Put the lines below into a Markdown table with two columns, Row and Line. Number each row and leave out the blank lines.

## Supplied information
########

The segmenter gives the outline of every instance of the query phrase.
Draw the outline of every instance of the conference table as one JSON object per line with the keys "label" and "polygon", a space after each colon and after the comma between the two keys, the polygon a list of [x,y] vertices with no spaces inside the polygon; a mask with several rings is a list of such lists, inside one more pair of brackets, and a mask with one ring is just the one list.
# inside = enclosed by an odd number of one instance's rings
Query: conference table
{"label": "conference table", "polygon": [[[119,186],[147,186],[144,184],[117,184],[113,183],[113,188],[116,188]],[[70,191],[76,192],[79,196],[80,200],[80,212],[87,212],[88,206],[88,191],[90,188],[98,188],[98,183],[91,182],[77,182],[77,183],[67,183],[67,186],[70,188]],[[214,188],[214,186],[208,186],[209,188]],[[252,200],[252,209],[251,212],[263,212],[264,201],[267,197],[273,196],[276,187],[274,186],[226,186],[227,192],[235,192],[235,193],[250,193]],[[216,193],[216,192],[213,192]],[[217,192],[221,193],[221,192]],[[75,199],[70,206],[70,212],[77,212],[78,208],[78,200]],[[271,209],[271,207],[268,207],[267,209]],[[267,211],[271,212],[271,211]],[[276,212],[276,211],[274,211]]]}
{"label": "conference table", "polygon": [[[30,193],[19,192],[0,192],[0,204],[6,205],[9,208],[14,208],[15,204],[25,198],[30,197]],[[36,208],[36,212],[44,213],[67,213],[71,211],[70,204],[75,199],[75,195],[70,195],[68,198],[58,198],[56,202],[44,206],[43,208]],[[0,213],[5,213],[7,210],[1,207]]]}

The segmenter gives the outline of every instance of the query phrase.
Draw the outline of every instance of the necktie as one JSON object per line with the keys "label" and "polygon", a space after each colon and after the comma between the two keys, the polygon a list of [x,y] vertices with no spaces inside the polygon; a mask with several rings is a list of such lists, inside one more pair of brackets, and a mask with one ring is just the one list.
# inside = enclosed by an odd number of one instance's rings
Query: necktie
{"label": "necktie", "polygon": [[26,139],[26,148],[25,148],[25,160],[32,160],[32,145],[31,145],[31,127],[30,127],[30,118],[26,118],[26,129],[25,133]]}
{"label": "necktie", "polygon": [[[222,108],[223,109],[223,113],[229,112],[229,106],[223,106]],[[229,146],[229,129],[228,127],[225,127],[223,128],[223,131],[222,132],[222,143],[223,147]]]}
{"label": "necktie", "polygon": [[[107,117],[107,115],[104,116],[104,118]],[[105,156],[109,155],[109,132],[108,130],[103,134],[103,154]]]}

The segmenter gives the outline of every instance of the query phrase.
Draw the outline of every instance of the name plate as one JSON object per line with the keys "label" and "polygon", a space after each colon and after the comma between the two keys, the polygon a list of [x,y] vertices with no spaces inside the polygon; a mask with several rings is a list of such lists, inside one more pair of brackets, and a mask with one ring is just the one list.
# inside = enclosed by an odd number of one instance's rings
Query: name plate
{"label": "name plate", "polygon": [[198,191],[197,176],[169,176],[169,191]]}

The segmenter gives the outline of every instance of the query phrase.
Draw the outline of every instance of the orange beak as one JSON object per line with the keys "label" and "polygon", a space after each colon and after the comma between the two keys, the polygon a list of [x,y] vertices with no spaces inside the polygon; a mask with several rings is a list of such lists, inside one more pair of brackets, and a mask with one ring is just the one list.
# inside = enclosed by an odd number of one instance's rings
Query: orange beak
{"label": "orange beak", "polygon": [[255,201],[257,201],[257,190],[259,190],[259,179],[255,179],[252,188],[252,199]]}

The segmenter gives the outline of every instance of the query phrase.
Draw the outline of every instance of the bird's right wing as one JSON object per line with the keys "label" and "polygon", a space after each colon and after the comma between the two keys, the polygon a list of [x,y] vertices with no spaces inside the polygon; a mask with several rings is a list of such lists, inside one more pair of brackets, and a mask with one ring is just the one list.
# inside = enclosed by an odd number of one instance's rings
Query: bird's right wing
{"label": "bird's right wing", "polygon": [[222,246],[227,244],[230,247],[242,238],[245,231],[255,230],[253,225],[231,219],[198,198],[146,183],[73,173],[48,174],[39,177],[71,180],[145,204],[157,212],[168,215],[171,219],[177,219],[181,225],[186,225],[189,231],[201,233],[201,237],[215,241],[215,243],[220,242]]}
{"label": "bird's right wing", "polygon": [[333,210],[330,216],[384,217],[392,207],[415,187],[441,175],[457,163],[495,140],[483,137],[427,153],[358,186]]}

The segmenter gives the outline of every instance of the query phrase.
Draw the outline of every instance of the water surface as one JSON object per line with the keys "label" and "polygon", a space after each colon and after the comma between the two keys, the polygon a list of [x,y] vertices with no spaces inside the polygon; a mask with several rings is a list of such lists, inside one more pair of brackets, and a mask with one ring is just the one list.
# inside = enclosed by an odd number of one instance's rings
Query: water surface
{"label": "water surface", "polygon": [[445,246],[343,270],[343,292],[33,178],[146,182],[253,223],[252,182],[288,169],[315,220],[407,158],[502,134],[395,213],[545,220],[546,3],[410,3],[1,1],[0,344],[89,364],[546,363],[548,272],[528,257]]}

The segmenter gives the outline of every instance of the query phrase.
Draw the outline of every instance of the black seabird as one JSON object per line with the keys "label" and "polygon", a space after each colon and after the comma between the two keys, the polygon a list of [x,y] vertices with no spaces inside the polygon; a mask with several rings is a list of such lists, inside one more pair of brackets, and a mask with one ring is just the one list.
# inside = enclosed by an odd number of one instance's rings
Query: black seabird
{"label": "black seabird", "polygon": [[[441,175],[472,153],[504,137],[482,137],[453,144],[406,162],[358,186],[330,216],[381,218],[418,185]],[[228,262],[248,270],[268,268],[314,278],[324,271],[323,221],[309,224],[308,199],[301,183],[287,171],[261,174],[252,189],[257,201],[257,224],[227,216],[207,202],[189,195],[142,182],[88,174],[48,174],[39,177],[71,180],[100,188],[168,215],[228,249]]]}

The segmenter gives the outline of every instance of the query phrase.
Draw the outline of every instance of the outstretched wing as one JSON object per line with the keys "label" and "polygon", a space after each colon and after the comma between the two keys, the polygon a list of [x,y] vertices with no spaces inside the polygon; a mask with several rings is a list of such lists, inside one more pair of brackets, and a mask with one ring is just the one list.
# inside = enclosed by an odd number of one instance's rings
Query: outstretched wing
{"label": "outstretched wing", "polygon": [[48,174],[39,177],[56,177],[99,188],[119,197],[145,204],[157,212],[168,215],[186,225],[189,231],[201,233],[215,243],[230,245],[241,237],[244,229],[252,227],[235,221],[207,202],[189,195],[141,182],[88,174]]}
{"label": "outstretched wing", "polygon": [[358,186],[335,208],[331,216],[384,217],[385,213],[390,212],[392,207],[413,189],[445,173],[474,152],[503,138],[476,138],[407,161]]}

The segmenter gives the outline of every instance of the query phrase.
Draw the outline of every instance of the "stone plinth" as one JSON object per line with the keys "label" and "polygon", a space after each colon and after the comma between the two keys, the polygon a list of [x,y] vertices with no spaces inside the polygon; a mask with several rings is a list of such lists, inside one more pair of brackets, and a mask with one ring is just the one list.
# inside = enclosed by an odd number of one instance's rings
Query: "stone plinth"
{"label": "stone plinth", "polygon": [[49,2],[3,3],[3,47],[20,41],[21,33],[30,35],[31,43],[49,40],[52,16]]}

########

## Reply
| Row | Line |
|---|---|
| 1 | The segmenter gives the outline of every instance of the query phrase. |
| 2 | Draw the outline of every instance of the conference table as one JSON object per line with the keys "label" and "polygon", a space after each colon and after the comma between the two keys, the polygon a list of [x,y] vertices with no spaces inside the polygon; a mask with several rings is a list of such lists, inside one more pair of brackets, and a mask with one ring is just the one list. |
| 3 | # inside = enclosed by an odd number of one instance's rings |
| 4 | Query: conference table |
| 5 | {"label": "conference table", "polygon": [[[119,186],[147,186],[144,184],[117,184],[113,183],[113,188],[116,188]],[[70,191],[76,192],[79,196],[80,200],[80,212],[87,212],[88,206],[88,191],[90,188],[98,188],[98,183],[91,182],[77,182],[77,183],[67,183],[67,186],[70,188]],[[214,188],[214,186],[208,186],[209,188]],[[252,200],[252,209],[251,212],[263,212],[264,201],[267,197],[273,196],[276,187],[274,186],[226,186],[227,192],[235,192],[235,193],[250,193]],[[216,193],[216,192],[213,192]],[[217,192],[221,193],[221,192]],[[75,199],[70,206],[70,212],[77,212],[78,208],[78,200]],[[271,209],[271,207],[268,207],[267,209]],[[267,211],[271,212],[271,211]],[[276,212],[276,211],[274,211]]]} |
| 6 | {"label": "conference table", "polygon": [[[30,193],[19,192],[0,192],[0,204],[6,205],[9,208],[14,208],[15,204],[25,198],[30,197]],[[36,208],[36,212],[44,213],[67,213],[71,211],[70,204],[75,199],[75,195],[70,195],[68,198],[58,198],[56,202],[44,206],[43,208]],[[0,213],[5,213],[7,210],[1,207]]]} |
| 7 | The segmenter gives the outline of every instance of the query phrase. |
| 8 | Draw the outline of every instance of the necktie as one JSON object per line with the keys "label" and "polygon", a space after each colon and after the comma between the two keys, the polygon a list of [x,y] vertices with no spaces inside the polygon; a mask with several rings is a list of such lists, inside one more pair of brackets, and a mask with one ring is just the one list. |
| 9 | # inside = enclosed by an odd number of one instance's rings |
| 10 | Query: necktie |
| 11 | {"label": "necktie", "polygon": [[26,139],[26,148],[25,148],[25,160],[32,160],[32,145],[31,145],[31,127],[30,127],[30,118],[26,118],[26,129],[25,133]]} |
| 12 | {"label": "necktie", "polygon": [[[222,108],[223,109],[223,113],[229,112],[229,106],[223,106]],[[229,146],[229,129],[228,127],[225,127],[223,128],[223,131],[222,132],[222,143],[223,147]]]} |
| 13 | {"label": "necktie", "polygon": [[[107,117],[107,115],[104,116],[104,118]],[[105,156],[109,155],[109,132],[108,130],[103,134],[103,154]]]} |
| 14 | The segmenter gives the outline of every instance of the query phrase. |
| 15 | Draw the outline of every instance of the name plate as one JSON object per line with the keys "label" and "polygon", a space after each colon and after the comma between the two keys, the polygon a list of [x,y] vertices with no spaces inside the polygon; a mask with several rings is a list of such lists, inside one more pair of brackets, and a mask with one ring is just the one list. |
| 16 | # inside = enclosed by an odd number of one instance's rings |
| 17 | Query: name plate |
| 18 | {"label": "name plate", "polygon": [[198,191],[197,176],[169,176],[169,191]]} |
| 19 | The segmenter gives the outline of every instance of the query phrase. |
| 20 | Draw the outline of every instance of the orange beak as one JSON object per line with the keys "label" and "polygon", a space after each colon and after the comma between the two keys, the polygon a list of [x,y] vertices with no spaces inside the polygon; a mask with several rings is a list of such lists, inside one more pair of brackets, and a mask with one ring is just the one list. |
| 21 | # inside = enclosed by an odd number of one instance's rings |
| 22 | Query: orange beak |
| 23 | {"label": "orange beak", "polygon": [[255,201],[257,201],[257,190],[259,190],[259,179],[255,179],[252,188],[252,199]]} |
| 24 | The segmenter gives the outline of every instance of the query phrase. |
| 25 | Draw the outline of every instance of the bird's right wing as one JSON object per line with the keys "label" and "polygon", a space after each colon and after the comma between the two keys, the polygon a list of [x,y] vertices with no spaces inside the polygon; a mask with several rings is a list of such lists, inside one more pair of brackets, and a mask with one ring is just the one list. |
| 26 | # inside = enclosed by an odd number of one instance's rings |
| 27 | Query: bird's right wing |
| 28 | {"label": "bird's right wing", "polygon": [[222,246],[227,244],[230,247],[242,238],[245,231],[255,230],[253,225],[231,219],[198,198],[146,183],[73,173],[48,174],[39,177],[71,180],[145,204],[157,212],[168,215],[171,219],[177,219],[181,225],[186,225],[189,231],[201,233],[201,237],[215,241],[215,243],[220,242]]} |
| 29 | {"label": "bird's right wing", "polygon": [[333,210],[330,216],[384,217],[392,207],[415,187],[441,175],[457,163],[495,140],[483,137],[427,153],[358,186]]} |
| 30 | The segmenter gives the outline of every instance of the query phrase. |
| 31 | Draw the outline of every instance of the water surface as one JSON object per line with the keys "label" and "polygon", a space after each colon and after the comma between the two keys, the polygon a list of [x,y] vertices with no spaces inside the polygon; a mask with several rings is a list of such lists, inside one more pair of brackets, and a mask with one ring is just the one list. |
| 32 | # inside = enclosed by an odd number of one instance's rings |
| 33 | Query: water surface |
| 34 | {"label": "water surface", "polygon": [[445,246],[343,270],[343,292],[33,178],[146,182],[253,223],[252,182],[288,169],[315,220],[407,158],[502,134],[395,213],[545,220],[546,3],[410,3],[1,1],[0,344],[89,364],[546,363],[548,272],[528,257]]} |
| 35 | The segmenter gives the outline of every instance of the query phrase. |
| 36 | Draw the outline of every instance of the black seabird as one JSON object per line with the keys "label" and "polygon", a space after each colon and after the comma between the two keys, the polygon a list of [x,y] vertices with no spaces inside the polygon; a mask with several rings is a list of such lists, inside one more pair of brackets, and a mask with one ring is just the one list. |
| 37 | # inside = enclosed by an odd number of one instance's rings |
| 38 | Query: black seabird |
| 39 | {"label": "black seabird", "polygon": [[[441,175],[472,153],[504,137],[482,137],[453,144],[406,162],[358,186],[330,216],[381,218],[418,185]],[[228,262],[248,270],[268,268],[314,278],[324,271],[323,221],[309,224],[308,199],[301,183],[287,171],[261,174],[252,189],[257,201],[257,224],[227,216],[207,202],[189,195],[142,182],[88,174],[48,174],[39,177],[71,180],[100,188],[168,215],[228,249]]]} |
| 40 | The segmenter gives the outline of every instance of the query phrase. |
| 41 | Draw the outline of every instance of the outstretched wing as one JSON object per line with the keys "label" and "polygon", a space after each colon and after the comma between the two keys, the polygon a list of [x,y] vertices with no spaces inside the polygon; a mask with several rings is a list of such lists, inside one more pair of brackets, and a mask with one ring is just the one list. |
| 42 | # inside = enclosed by an odd number of one instance's rings |
| 43 | Query: outstretched wing |
| 44 | {"label": "outstretched wing", "polygon": [[48,174],[39,177],[56,177],[99,188],[119,197],[145,204],[157,212],[168,215],[186,225],[189,231],[201,233],[215,243],[230,245],[241,237],[244,229],[252,227],[235,221],[207,202],[189,195],[141,182],[88,174]]} |
| 45 | {"label": "outstretched wing", "polygon": [[358,186],[335,208],[331,216],[384,217],[385,213],[390,212],[392,207],[413,189],[445,173],[474,152],[503,138],[476,138],[407,161]]} |
| 46 | The segmenter gives the outline of every instance of the query phrase. |
| 47 | Draw the outline of every instance of the "stone plinth" as one JSON object per line with the keys "label" and "polygon", a space after each colon and after the comma between the two keys, the polygon a list of [x,y] vertices with no spaces inside the polygon; a mask with several rings is a list of such lists, inside one more pair of brackets, and a mask with one ring is just the one list. |
| 48 | # inside = enclosed by an odd number of one instance's rings |
| 49 | Query: "stone plinth" |
| 50 | {"label": "stone plinth", "polygon": [[49,2],[3,3],[3,47],[20,41],[21,33],[30,35],[31,43],[49,40],[52,16]]} |